__Exercise brief__.
In the entries below, find the line containing "Objective — for every instance of the bus windshield, mark". Copy it and all lines after it, exactly, through the end.

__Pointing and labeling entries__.
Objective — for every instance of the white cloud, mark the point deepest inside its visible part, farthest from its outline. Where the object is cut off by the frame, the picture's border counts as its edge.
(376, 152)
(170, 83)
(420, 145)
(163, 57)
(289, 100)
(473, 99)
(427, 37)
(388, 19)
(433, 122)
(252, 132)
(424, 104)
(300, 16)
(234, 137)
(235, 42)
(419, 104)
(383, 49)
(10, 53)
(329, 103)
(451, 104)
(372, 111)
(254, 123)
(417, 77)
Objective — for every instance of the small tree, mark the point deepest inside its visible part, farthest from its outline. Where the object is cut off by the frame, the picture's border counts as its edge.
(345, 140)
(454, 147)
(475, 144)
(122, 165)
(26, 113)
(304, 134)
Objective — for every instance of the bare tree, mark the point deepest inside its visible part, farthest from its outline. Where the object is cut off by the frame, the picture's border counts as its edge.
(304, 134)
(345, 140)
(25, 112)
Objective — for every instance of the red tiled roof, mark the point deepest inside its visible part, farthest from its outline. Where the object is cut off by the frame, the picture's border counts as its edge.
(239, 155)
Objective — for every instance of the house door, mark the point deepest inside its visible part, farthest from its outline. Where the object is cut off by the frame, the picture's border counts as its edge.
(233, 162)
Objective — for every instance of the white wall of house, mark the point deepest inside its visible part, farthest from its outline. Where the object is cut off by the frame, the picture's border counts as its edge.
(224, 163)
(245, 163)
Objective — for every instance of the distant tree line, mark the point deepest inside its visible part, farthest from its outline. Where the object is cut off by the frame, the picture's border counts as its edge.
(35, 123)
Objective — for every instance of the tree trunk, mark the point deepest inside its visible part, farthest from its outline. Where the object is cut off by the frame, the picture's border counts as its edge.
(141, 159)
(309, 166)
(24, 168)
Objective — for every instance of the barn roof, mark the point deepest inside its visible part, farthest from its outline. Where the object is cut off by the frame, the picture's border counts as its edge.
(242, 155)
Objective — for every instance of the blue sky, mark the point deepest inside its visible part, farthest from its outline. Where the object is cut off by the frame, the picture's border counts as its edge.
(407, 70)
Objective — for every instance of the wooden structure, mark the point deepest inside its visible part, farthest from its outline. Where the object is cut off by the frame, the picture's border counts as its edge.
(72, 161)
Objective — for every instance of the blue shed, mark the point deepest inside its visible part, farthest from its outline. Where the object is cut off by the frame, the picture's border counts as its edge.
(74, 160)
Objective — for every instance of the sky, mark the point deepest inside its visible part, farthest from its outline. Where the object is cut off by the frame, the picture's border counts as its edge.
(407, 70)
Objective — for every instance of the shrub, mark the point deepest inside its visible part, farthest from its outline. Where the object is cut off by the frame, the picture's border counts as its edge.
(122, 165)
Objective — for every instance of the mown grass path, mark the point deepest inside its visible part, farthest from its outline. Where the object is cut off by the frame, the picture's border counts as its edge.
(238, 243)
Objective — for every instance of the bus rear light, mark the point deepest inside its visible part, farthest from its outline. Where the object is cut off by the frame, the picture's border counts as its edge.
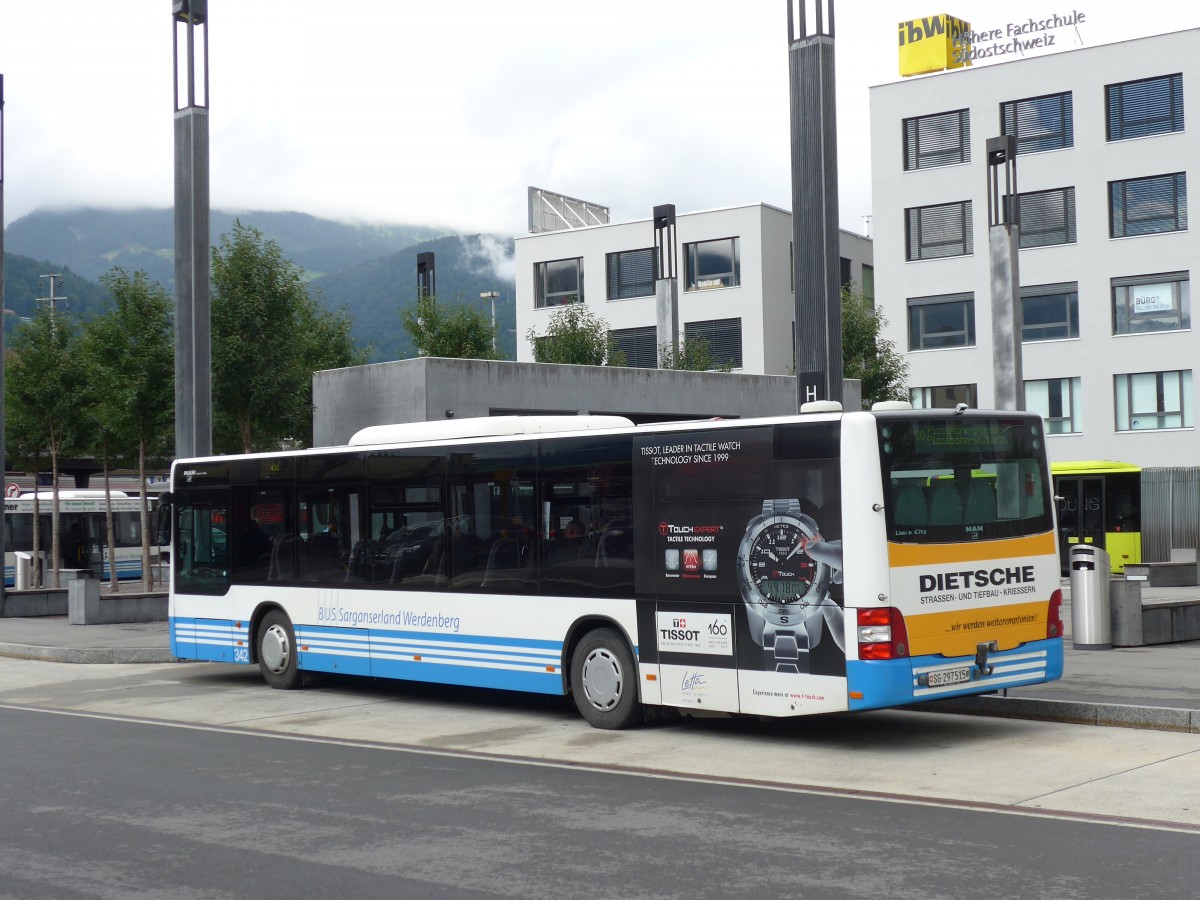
(882, 634)
(1054, 621)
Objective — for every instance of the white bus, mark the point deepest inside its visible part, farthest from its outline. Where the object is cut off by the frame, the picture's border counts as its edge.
(777, 567)
(83, 535)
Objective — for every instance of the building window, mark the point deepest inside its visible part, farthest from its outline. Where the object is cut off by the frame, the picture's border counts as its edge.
(640, 346)
(1149, 205)
(1049, 312)
(630, 274)
(941, 139)
(1047, 217)
(945, 396)
(1152, 106)
(713, 264)
(1153, 400)
(940, 322)
(1057, 401)
(724, 339)
(1039, 124)
(558, 282)
(937, 232)
(1151, 303)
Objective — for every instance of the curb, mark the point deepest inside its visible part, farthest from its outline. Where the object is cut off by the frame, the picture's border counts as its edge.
(1071, 712)
(88, 657)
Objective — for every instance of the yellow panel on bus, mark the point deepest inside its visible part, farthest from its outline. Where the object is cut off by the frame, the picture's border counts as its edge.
(933, 43)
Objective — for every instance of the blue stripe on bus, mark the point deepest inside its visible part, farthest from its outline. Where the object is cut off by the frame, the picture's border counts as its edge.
(478, 660)
(883, 683)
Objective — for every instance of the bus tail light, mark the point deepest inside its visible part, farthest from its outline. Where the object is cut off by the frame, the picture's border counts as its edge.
(1054, 622)
(882, 634)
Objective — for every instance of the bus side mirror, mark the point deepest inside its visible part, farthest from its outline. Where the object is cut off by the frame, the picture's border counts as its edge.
(166, 502)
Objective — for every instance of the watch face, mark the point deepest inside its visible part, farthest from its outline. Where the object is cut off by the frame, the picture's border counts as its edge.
(775, 567)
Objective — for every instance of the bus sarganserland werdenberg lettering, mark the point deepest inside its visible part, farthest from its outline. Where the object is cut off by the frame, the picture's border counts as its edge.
(777, 567)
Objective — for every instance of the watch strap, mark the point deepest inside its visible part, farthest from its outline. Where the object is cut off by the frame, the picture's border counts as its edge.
(781, 508)
(786, 649)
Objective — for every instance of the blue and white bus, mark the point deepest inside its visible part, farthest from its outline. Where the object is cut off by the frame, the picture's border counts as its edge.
(83, 533)
(778, 567)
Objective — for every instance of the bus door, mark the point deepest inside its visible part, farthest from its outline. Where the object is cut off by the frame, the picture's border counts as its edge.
(75, 539)
(1080, 514)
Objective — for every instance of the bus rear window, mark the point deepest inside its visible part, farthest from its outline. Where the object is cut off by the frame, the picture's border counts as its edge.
(964, 478)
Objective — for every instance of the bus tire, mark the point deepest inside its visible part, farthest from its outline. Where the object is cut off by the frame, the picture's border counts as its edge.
(277, 652)
(604, 681)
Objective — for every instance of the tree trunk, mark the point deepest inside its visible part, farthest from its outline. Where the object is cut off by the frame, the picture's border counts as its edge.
(244, 429)
(55, 538)
(37, 525)
(109, 529)
(147, 575)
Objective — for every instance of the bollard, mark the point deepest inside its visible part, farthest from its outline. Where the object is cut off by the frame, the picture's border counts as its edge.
(1091, 623)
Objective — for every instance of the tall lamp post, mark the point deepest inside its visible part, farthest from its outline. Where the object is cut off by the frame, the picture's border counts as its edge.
(491, 295)
(193, 323)
(3, 435)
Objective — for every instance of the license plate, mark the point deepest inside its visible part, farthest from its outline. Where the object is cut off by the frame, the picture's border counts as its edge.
(949, 676)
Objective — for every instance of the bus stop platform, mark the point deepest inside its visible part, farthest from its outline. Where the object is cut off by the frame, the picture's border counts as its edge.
(1153, 687)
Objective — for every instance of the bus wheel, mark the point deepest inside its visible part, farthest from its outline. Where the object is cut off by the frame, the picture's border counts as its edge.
(604, 681)
(277, 652)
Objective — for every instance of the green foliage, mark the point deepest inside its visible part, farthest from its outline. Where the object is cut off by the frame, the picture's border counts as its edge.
(453, 331)
(130, 354)
(694, 355)
(867, 355)
(575, 336)
(43, 385)
(269, 336)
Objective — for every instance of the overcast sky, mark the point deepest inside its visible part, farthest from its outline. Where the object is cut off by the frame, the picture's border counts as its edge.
(443, 112)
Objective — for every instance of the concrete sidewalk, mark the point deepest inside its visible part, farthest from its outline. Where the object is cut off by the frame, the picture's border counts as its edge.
(1137, 687)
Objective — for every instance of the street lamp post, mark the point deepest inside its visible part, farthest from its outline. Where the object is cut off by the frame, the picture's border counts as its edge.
(3, 436)
(193, 324)
(491, 295)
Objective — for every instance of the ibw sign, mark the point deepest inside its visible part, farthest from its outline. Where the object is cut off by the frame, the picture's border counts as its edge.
(937, 42)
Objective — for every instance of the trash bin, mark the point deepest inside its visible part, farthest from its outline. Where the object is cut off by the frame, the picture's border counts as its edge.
(1091, 617)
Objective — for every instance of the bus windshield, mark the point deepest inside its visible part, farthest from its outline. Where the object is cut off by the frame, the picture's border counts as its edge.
(964, 478)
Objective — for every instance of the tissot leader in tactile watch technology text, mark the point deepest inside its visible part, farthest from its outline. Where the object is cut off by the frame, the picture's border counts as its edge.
(781, 585)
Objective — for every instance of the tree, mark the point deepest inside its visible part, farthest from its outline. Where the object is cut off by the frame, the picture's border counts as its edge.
(694, 355)
(575, 336)
(131, 358)
(453, 331)
(867, 355)
(45, 387)
(269, 336)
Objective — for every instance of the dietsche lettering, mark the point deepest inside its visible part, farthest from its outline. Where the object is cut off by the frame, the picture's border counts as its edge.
(1001, 581)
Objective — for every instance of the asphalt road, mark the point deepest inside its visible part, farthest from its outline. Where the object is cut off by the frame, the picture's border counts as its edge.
(96, 807)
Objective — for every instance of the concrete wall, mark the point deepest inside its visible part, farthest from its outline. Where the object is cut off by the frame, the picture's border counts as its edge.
(429, 389)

__Output below__.
Objective — for every instance of the bus windshield, mark the point deepest inside its visible part, farthest from its outline. Where the object is cut off by the frame, the picture's border counts as its edge.
(964, 478)
Objective — for every instance of the tissot leader in tactile watch technology text, mark the point deepest inside its visible part, farthest from its outline. Where the object is cut off by the frame, the picture's border counts as its edge.
(781, 585)
Objective — for every instance of the tree, mark the point deepest inside its visible part, farthest from its outline. Where the object is cut off by the frame, the picture's border counts as its edge.
(694, 355)
(575, 336)
(131, 358)
(453, 331)
(867, 355)
(45, 387)
(269, 336)
Objective — for every instance of the dietsche lettering, mark the point deepest inside its visible part, farthest from its outline. Where the object is cut off by the frame, the picture's border counts as its edge.
(1001, 581)
Objective — for every instance of the asphalt road, mark the point deepest inside its visible part, farthest from its outline. Where the object is cut off by the frame, the picture's border counts as its edge.
(96, 807)
Objective — for every instance of the concrete wall, mark the point deepest inside its visible part, farthest from its outline. Where the object is cut off by the frame, the picture's border counts as its edge.
(429, 389)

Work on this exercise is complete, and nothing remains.